┏━━

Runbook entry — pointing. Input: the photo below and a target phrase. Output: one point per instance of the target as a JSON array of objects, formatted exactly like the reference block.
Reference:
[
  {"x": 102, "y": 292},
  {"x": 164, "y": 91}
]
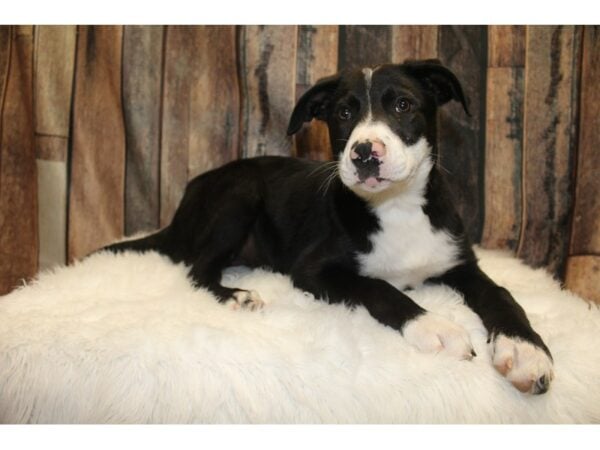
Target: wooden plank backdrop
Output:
[{"x": 120, "y": 118}]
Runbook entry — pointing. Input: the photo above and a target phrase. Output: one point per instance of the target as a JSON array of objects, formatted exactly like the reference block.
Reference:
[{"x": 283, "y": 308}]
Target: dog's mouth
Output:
[{"x": 374, "y": 182}]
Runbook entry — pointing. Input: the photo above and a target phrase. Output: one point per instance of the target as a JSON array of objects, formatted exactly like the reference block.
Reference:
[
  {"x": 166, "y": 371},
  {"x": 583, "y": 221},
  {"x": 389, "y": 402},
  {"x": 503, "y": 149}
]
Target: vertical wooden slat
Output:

┗━━

Above is a listing with pictures. Write it out exactly without them.

Runbook entry — pointing. Input: the photo below and a target phrase. Output: one point per instance of the target as a JSON array of objects, formatted exactly like the reference block.
Reference:
[
  {"x": 102, "y": 292},
  {"x": 164, "y": 91}
]
Target: wooden plank backdrop
Output:
[{"x": 120, "y": 118}]
Runbook entry — pointing. Input: the photo above and a target phrase. Output: one point per instance of the target as a JSON array of objects, formatted exactly like the reference block.
Reference:
[{"x": 283, "y": 308}]
Target: dog's mouth
Output:
[{"x": 374, "y": 182}]
Runbook entry — pointing. Input: the photo above and a target phrase. Output: one point per instance of the target as a JSON array of objects, formatted exactly like the reference block.
Reference:
[
  {"x": 166, "y": 371},
  {"x": 583, "y": 221},
  {"x": 389, "y": 402},
  {"x": 503, "y": 149}
]
Target: vertical wooden slat
Output:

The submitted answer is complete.